■ Request:
Render the material again word for word, skipping the pictures in it.

## Begin Information supplied

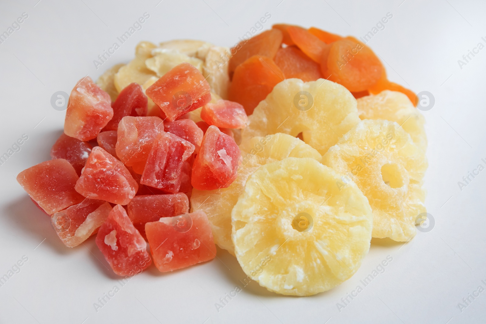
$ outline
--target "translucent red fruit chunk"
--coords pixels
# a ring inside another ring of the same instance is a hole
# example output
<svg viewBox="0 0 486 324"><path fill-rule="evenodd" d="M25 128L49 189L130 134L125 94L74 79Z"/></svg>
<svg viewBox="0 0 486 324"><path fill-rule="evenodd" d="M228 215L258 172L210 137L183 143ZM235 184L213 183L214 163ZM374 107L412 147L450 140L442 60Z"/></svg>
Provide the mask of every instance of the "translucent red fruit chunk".
<svg viewBox="0 0 486 324"><path fill-rule="evenodd" d="M131 83L125 86L111 105L113 117L104 131L116 131L118 123L125 116L147 116L148 100L142 87L137 83Z"/></svg>
<svg viewBox="0 0 486 324"><path fill-rule="evenodd" d="M115 146L117 144L117 131L106 131L102 132L96 137L98 145L102 149L112 155L117 157Z"/></svg>
<svg viewBox="0 0 486 324"><path fill-rule="evenodd" d="M158 117L123 117L118 125L117 156L141 174L154 141L163 131L163 121Z"/></svg>
<svg viewBox="0 0 486 324"><path fill-rule="evenodd" d="M125 205L135 196L139 185L123 163L95 146L75 188L87 198Z"/></svg>
<svg viewBox="0 0 486 324"><path fill-rule="evenodd" d="M148 222L145 233L154 262L161 272L186 268L216 256L211 227L202 211Z"/></svg>
<svg viewBox="0 0 486 324"><path fill-rule="evenodd" d="M79 177L64 159L41 162L19 173L17 181L46 213L52 215L85 197L74 190Z"/></svg>
<svg viewBox="0 0 486 324"><path fill-rule="evenodd" d="M96 245L119 275L134 275L152 264L147 243L119 205L113 207L100 227Z"/></svg>
<svg viewBox="0 0 486 324"><path fill-rule="evenodd" d="M161 217L172 217L189 212L189 200L183 193L137 196L127 206L128 217L145 237L145 223Z"/></svg>
<svg viewBox="0 0 486 324"><path fill-rule="evenodd" d="M110 95L87 76L78 82L69 95L64 133L80 140L92 139L113 117Z"/></svg>
<svg viewBox="0 0 486 324"><path fill-rule="evenodd" d="M164 74L145 93L172 121L209 102L210 90L199 70L184 63Z"/></svg>
<svg viewBox="0 0 486 324"><path fill-rule="evenodd" d="M51 157L53 159L67 160L79 175L92 148L87 142L83 142L63 134L52 145Z"/></svg>
<svg viewBox="0 0 486 324"><path fill-rule="evenodd" d="M159 134L147 159L140 183L167 192L178 192L182 166L194 149L194 145L178 136L166 132Z"/></svg>
<svg viewBox="0 0 486 324"><path fill-rule="evenodd" d="M234 139L210 126L192 166L192 187L214 190L229 186L236 178L241 154Z"/></svg>
<svg viewBox="0 0 486 324"><path fill-rule="evenodd" d="M111 205L106 202L87 199L57 212L51 221L64 245L74 247L97 232L111 210Z"/></svg>
<svg viewBox="0 0 486 324"><path fill-rule="evenodd" d="M165 122L164 129L167 133L170 133L190 142L195 147L194 152L196 153L199 152L204 133L192 120L190 119L180 119Z"/></svg>
<svg viewBox="0 0 486 324"><path fill-rule="evenodd" d="M222 99L203 106L201 119L209 125L225 128L244 128L248 122L243 105Z"/></svg>

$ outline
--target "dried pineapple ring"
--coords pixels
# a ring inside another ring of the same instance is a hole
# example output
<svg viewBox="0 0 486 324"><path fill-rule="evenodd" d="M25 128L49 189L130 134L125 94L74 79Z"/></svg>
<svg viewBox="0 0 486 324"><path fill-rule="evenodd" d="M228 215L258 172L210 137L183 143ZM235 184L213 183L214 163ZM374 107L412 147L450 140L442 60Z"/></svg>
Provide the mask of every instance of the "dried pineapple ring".
<svg viewBox="0 0 486 324"><path fill-rule="evenodd" d="M115 87L115 84L113 83L115 74L118 72L122 67L124 66L124 65L122 63L113 66L105 71L96 80L96 84L104 91L110 95L112 102L116 100L117 97L118 97L118 91Z"/></svg>
<svg viewBox="0 0 486 324"><path fill-rule="evenodd" d="M360 121L351 93L323 79L280 82L260 102L249 119L242 132L243 140L278 132L294 136L302 132L304 141L321 154Z"/></svg>
<svg viewBox="0 0 486 324"><path fill-rule="evenodd" d="M145 60L152 57L152 50L156 47L150 42L139 43L135 49L135 58L115 75L113 81L119 92L133 82L141 85L156 75L155 72L147 68Z"/></svg>
<svg viewBox="0 0 486 324"><path fill-rule="evenodd" d="M245 273L269 290L298 296L350 277L369 249L373 216L356 185L339 189L340 179L309 158L257 170L231 212L231 238Z"/></svg>
<svg viewBox="0 0 486 324"><path fill-rule="evenodd" d="M384 90L376 95L362 97L356 101L358 112L362 119L396 121L410 134L414 143L422 150L426 150L425 119L406 95Z"/></svg>
<svg viewBox="0 0 486 324"><path fill-rule="evenodd" d="M364 119L323 157L323 163L351 179L373 209L373 237L396 241L416 234L415 219L425 212L422 188L427 167L424 152L396 122Z"/></svg>
<svg viewBox="0 0 486 324"><path fill-rule="evenodd" d="M192 190L193 212L203 210L211 223L214 241L220 247L234 255L231 241L231 209L244 189L248 177L259 167L289 156L311 157L318 161L321 154L298 138L278 133L265 137L255 137L240 146L243 162L238 177L227 188L212 190Z"/></svg>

## End Information supplied

■ Problem solution:
$ outline
--target "translucent red fruit chunk"
--coords pixels
# a ring inside another ring of the same instance is a hole
# example output
<svg viewBox="0 0 486 324"><path fill-rule="evenodd" d="M25 128L49 189L130 134L125 94L74 79Z"/></svg>
<svg viewBox="0 0 486 324"><path fill-rule="evenodd" d="M228 215L258 172L210 137L183 143ZM235 184L213 183L214 163ZM374 107L412 147L450 140L442 60Z"/></svg>
Provide the mask of every instance of the "translucent red fruit chunk".
<svg viewBox="0 0 486 324"><path fill-rule="evenodd" d="M131 83L125 86L111 105L113 117L104 131L116 131L118 123L125 116L147 116L148 100L142 87L137 83Z"/></svg>
<svg viewBox="0 0 486 324"><path fill-rule="evenodd" d="M115 146L117 144L117 131L106 131L102 132L96 137L98 145L102 149L112 155L117 157Z"/></svg>
<svg viewBox="0 0 486 324"><path fill-rule="evenodd" d="M158 117L123 117L118 125L117 156L141 174L154 141L163 131L163 121Z"/></svg>
<svg viewBox="0 0 486 324"><path fill-rule="evenodd" d="M125 205L135 196L139 185L123 163L95 146L75 188L87 198Z"/></svg>
<svg viewBox="0 0 486 324"><path fill-rule="evenodd" d="M148 222L145 233L154 262L161 272L186 268L216 256L211 227L202 211Z"/></svg>
<svg viewBox="0 0 486 324"><path fill-rule="evenodd" d="M79 177L64 159L41 162L19 173L17 181L46 213L52 215L85 197L74 190Z"/></svg>
<svg viewBox="0 0 486 324"><path fill-rule="evenodd" d="M96 245L119 275L134 275L152 264L147 243L119 205L113 207L100 227Z"/></svg>
<svg viewBox="0 0 486 324"><path fill-rule="evenodd" d="M161 217L172 217L189 212L189 200L183 193L137 196L127 206L128 217L145 237L145 223Z"/></svg>
<svg viewBox="0 0 486 324"><path fill-rule="evenodd" d="M110 95L87 76L78 82L69 95L64 133L80 140L92 139L113 117Z"/></svg>
<svg viewBox="0 0 486 324"><path fill-rule="evenodd" d="M164 74L145 93L172 121L209 102L210 90L199 70L184 63Z"/></svg>
<svg viewBox="0 0 486 324"><path fill-rule="evenodd" d="M51 157L53 159L67 160L79 175L92 148L87 142L83 142L63 134L52 145Z"/></svg>
<svg viewBox="0 0 486 324"><path fill-rule="evenodd" d="M159 134L147 159L140 183L167 192L178 192L182 166L194 149L194 145L178 136L166 132Z"/></svg>
<svg viewBox="0 0 486 324"><path fill-rule="evenodd" d="M234 139L210 126L192 166L192 187L214 190L229 186L236 178L241 154Z"/></svg>
<svg viewBox="0 0 486 324"><path fill-rule="evenodd" d="M111 205L106 202L87 199L57 212L51 221L64 245L74 247L97 232L111 210Z"/></svg>
<svg viewBox="0 0 486 324"><path fill-rule="evenodd" d="M165 122L164 129L167 133L170 133L190 142L195 147L194 152L196 153L199 152L204 133L192 120L190 119L180 119Z"/></svg>
<svg viewBox="0 0 486 324"><path fill-rule="evenodd" d="M222 99L203 106L201 119L209 125L225 128L244 128L248 122L243 105Z"/></svg>

$ outline
--target "dried pineapple ring"
--coords pixels
# a ring inside another ring of the same instance is a hole
# example output
<svg viewBox="0 0 486 324"><path fill-rule="evenodd" d="M25 128L49 189L130 134L125 94L74 79Z"/></svg>
<svg viewBox="0 0 486 324"><path fill-rule="evenodd" d="M228 215L258 172L210 137L183 143ZM235 184L213 183L214 163ZM374 107L412 147L450 140L442 60Z"/></svg>
Provide the mask of every instance of the "dried pineapple ring".
<svg viewBox="0 0 486 324"><path fill-rule="evenodd" d="M115 87L115 84L113 83L115 74L118 72L122 67L124 66L124 65L122 63L113 66L105 71L96 80L96 84L104 91L110 95L112 102L116 100L117 97L118 97L118 91Z"/></svg>
<svg viewBox="0 0 486 324"><path fill-rule="evenodd" d="M360 121L351 93L323 79L280 82L260 102L249 119L242 132L243 140L278 132L294 136L302 132L304 141L321 154Z"/></svg>
<svg viewBox="0 0 486 324"><path fill-rule="evenodd" d="M145 60L152 57L152 50L156 47L150 42L139 43L135 49L135 58L115 75L113 81L119 92L133 82L141 85L156 75L155 72L147 68Z"/></svg>
<svg viewBox="0 0 486 324"><path fill-rule="evenodd" d="M245 273L269 290L298 296L350 277L369 249L373 216L356 185L339 189L340 179L309 158L257 170L231 212L231 238Z"/></svg>
<svg viewBox="0 0 486 324"><path fill-rule="evenodd" d="M384 90L376 95L362 97L356 101L358 112L362 119L396 121L410 134L414 143L422 150L426 150L425 119L406 95Z"/></svg>
<svg viewBox="0 0 486 324"><path fill-rule="evenodd" d="M364 119L323 157L323 163L351 179L373 209L373 237L396 241L416 234L415 219L425 212L422 188L427 167L424 152L396 122Z"/></svg>
<svg viewBox="0 0 486 324"><path fill-rule="evenodd" d="M192 190L193 212L203 210L211 223L214 241L220 247L234 255L231 241L231 209L244 189L248 177L259 167L289 156L311 157L318 161L321 154L298 138L278 133L265 137L255 137L240 146L243 162L238 177L227 188L212 190Z"/></svg>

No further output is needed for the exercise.